**To do**. Reproduce every entry exactly.
....................
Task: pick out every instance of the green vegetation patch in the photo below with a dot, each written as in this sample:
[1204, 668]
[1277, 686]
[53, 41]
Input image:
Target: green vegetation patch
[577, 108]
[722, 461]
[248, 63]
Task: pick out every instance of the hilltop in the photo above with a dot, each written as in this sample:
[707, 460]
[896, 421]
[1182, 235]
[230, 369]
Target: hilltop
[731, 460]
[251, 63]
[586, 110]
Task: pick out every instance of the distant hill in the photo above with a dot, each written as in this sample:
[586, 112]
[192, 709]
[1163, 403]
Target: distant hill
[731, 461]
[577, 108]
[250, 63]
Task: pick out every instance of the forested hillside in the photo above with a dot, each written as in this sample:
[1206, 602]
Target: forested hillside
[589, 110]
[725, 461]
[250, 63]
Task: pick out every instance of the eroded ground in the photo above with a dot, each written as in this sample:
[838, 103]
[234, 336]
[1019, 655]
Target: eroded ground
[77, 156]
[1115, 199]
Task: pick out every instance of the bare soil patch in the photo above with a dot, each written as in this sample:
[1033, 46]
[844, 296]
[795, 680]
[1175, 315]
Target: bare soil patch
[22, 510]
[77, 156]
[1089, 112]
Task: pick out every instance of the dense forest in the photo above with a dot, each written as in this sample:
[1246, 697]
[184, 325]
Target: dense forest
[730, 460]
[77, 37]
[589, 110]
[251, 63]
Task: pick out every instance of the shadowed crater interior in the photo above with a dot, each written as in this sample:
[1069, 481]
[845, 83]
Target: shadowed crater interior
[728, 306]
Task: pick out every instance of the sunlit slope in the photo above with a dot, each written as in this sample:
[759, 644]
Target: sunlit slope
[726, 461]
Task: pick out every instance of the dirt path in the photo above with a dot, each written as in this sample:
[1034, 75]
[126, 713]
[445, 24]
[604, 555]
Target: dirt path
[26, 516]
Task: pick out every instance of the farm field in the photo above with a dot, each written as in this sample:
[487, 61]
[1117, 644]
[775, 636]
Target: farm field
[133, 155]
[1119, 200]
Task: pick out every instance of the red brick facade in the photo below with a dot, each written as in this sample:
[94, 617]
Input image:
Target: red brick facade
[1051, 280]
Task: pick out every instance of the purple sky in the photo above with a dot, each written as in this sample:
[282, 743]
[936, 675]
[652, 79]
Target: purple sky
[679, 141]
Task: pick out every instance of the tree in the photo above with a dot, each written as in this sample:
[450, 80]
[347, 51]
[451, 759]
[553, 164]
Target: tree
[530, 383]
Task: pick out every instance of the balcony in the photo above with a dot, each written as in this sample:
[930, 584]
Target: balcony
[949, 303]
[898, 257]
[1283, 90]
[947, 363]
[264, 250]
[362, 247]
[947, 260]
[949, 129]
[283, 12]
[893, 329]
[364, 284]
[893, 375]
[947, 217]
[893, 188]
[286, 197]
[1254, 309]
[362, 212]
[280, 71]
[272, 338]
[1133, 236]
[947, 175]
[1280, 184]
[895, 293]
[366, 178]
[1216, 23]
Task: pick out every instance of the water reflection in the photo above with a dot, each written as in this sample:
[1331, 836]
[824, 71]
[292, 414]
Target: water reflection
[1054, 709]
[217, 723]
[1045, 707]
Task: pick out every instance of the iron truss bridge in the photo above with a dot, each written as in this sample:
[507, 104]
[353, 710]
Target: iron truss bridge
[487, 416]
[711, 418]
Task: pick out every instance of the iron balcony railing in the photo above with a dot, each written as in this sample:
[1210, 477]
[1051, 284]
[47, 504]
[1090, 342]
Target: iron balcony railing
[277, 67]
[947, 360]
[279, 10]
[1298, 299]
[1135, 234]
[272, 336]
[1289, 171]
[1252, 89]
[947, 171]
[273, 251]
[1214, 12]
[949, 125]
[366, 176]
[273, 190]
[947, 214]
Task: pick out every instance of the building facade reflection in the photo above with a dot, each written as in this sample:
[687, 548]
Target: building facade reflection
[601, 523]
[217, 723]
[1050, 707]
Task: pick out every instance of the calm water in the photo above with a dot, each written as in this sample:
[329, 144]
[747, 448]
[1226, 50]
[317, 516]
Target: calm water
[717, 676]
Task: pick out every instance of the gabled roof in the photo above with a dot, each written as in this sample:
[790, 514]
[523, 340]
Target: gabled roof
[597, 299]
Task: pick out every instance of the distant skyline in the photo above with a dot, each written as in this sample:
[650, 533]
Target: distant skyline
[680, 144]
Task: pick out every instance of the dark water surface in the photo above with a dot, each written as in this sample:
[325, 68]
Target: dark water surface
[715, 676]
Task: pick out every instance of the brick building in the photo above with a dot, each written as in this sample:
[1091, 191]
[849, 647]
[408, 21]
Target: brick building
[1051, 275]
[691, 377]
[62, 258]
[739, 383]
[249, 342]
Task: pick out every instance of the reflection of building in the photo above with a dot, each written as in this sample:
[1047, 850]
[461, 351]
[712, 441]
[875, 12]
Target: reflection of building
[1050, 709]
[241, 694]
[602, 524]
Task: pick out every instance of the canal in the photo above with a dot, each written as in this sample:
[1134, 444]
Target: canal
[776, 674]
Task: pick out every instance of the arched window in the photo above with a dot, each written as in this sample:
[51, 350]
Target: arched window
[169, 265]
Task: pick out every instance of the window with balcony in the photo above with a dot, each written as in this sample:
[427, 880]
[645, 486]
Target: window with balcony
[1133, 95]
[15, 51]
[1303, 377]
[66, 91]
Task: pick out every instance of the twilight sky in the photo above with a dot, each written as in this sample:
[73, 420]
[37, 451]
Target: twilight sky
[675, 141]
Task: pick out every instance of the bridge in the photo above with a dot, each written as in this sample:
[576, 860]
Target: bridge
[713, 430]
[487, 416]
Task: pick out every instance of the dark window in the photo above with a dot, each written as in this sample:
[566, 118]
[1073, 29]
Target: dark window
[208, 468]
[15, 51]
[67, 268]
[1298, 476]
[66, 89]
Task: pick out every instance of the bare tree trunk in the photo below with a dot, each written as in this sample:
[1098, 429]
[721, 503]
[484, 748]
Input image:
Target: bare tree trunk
....................
**Task output**.
Task: pick out every instance of the green vegetation patch in the photo below with a dot, each written as in this sample:
[1204, 668]
[1277, 686]
[53, 41]
Input image:
Target: green vegetation patch
[577, 108]
[722, 461]
[248, 63]
Task: pick out every instance of the hilltop in the photo above with a dot, each written as in this sample:
[707, 460]
[896, 421]
[1182, 235]
[230, 369]
Target: hilltop
[731, 460]
[251, 63]
[586, 110]
Task: pick out every instance of the distant hill in the photo above with a dot, each written as in this sample:
[586, 112]
[192, 709]
[1163, 403]
Target: distant hill
[731, 461]
[577, 108]
[250, 63]
Task: pick out every instance of the forested hillside in the photo above with a dot, each written as in this sample:
[1206, 602]
Target: forested hillside
[589, 110]
[725, 461]
[250, 63]
Task: pick out every instance of the eroded ground in the photo above with a dot, each written as in this sample:
[838, 103]
[234, 336]
[1019, 655]
Target: eroded ground
[77, 156]
[1115, 199]
Task: pick out every instance of the bare soil patch in the photo above with a dot, each written as in this sample:
[1033, 46]
[844, 296]
[795, 680]
[1175, 315]
Target: bare soil patch
[22, 510]
[77, 156]
[1089, 112]
Task: pick out every instance of the dense forest in the photo above with a dot, each written as in this sample:
[1246, 697]
[184, 325]
Target: dense forest
[730, 460]
[77, 37]
[589, 110]
[251, 63]
Task: pick out every instance of the shadowed crater interior in the photo above with a dot, each written as in this sample:
[1069, 481]
[845, 83]
Target: shadowed crater interior
[728, 306]
Task: pick out every instance of the sunlit slope in the photo above with a dot, each written as in this sample:
[759, 644]
Target: sunlit slope
[726, 461]
Task: pick out every instance of the dirt path in the photo above with a dot, each written as in this sample:
[1034, 75]
[126, 713]
[445, 24]
[604, 555]
Target: dirt path
[26, 516]
Task: pick out every instance of the farm field in the photo above with a dot, each written as in this sample:
[487, 61]
[1117, 644]
[775, 636]
Target: farm field
[133, 155]
[1119, 200]
Task: pick out every instance of the red brick facade in the photo below with a dot, each written as in this sample:
[94, 617]
Input image:
Target: red brick facade
[1051, 280]
Task: pick out every instance of the purple sky in the photo above with a dot, each written as in this sample:
[282, 743]
[936, 675]
[652, 79]
Target: purple sky
[679, 141]
Task: pick out every instance of the tree in the photo above with a dot, each written as in this sample:
[450, 80]
[347, 51]
[451, 759]
[553, 164]
Target: tree
[530, 383]
Task: pick out every instance of the balcony in the photo above with a dot, each written as in this sample:
[930, 584]
Target: balcony
[949, 303]
[898, 257]
[1283, 90]
[947, 363]
[264, 250]
[362, 247]
[947, 260]
[949, 129]
[283, 12]
[893, 329]
[364, 284]
[893, 375]
[947, 217]
[893, 188]
[286, 197]
[1254, 309]
[362, 212]
[280, 71]
[272, 338]
[1133, 236]
[947, 175]
[1280, 184]
[895, 293]
[366, 178]
[1216, 23]
Task: pick out every instance of the water reflection in the photo above with a dot, each written as in this sample:
[1331, 836]
[824, 71]
[292, 414]
Target: water reflection
[1054, 709]
[217, 723]
[1045, 707]
Task: pick out every instance of the iron truss bridge in the photo above with a dot, each written as in this sample:
[507, 104]
[353, 710]
Target: iron truss bridge
[487, 416]
[711, 418]
Task: pick out every instance of the iron balcony railing in the photo above with a dot, each written as in this sample:
[1210, 477]
[1051, 284]
[47, 504]
[1090, 342]
Target: iron balcony railing
[277, 67]
[947, 360]
[279, 10]
[1298, 299]
[1135, 234]
[272, 336]
[1289, 171]
[1252, 89]
[947, 171]
[273, 251]
[1214, 12]
[949, 125]
[366, 176]
[273, 190]
[947, 214]
Task: pick out every instance of the building facade reflection in the photo above with a dot, each written as in this sample:
[687, 548]
Target: building facade reflection
[601, 523]
[217, 723]
[1050, 707]
Task: pick out every instance of the calm water in the photo above with a dot, each written as in this sample:
[329, 144]
[747, 448]
[1226, 50]
[317, 516]
Target: calm water
[717, 676]
Task: pick out every instance of the gabled roof in the photo above with a dot, each written as in this sample:
[790, 514]
[523, 340]
Target: gabled roof
[597, 299]
Task: pick out every instance of the distant skyline in the photo above with a dot, each written as in this sample:
[650, 533]
Target: distant skyline
[680, 144]
Task: pick out every instance of the dark water surface in the photo above with a dot, each written as in this sample:
[325, 68]
Target: dark water surface
[715, 676]
Task: pick out every instance of the brick building in the photo above with a dot, each written as in this sample:
[1091, 191]
[849, 647]
[408, 21]
Target: brick building
[1051, 275]
[691, 377]
[62, 258]
[739, 383]
[249, 342]
Task: pick out every instance of the reflection of building in the photo above with a dot, each written as in this sample:
[1047, 850]
[461, 351]
[712, 441]
[875, 12]
Target: reflection of building
[1050, 709]
[241, 694]
[602, 524]
Task: pick out every instance of the canal in the photo above with a dot, each written as in this sample:
[1134, 444]
Target: canal
[776, 674]
Task: pick out every instance of the arched window in the photo above with a dot, each written as in this sample:
[51, 350]
Target: arched window
[169, 265]
Task: pick out every instance of the window with balcony in the photo above with a dot, each written as in this sample:
[427, 880]
[645, 486]
Target: window with balcony
[1133, 95]
[15, 51]
[1303, 377]
[66, 91]
Task: pick out every instance of the twilight sky in the photo above with a dot, each written as in this sample:
[73, 420]
[37, 451]
Target: twilight sky
[675, 141]
Task: pick out every instance of the bridge in the photo above with a dot, each written as in this sample:
[576, 860]
Target: bridge
[713, 430]
[487, 416]
Task: pick out every instance of the dark window in the photo above with a dot, each written as in this sample:
[566, 118]
[1073, 29]
Target: dark window
[208, 468]
[15, 51]
[67, 268]
[1298, 476]
[66, 89]
Task: pick out every instance of the bare tree trunk in the photo below with a dot, each written as in this sample:
[1098, 429]
[721, 503]
[484, 748]
Input image:
Target: bare tree trunk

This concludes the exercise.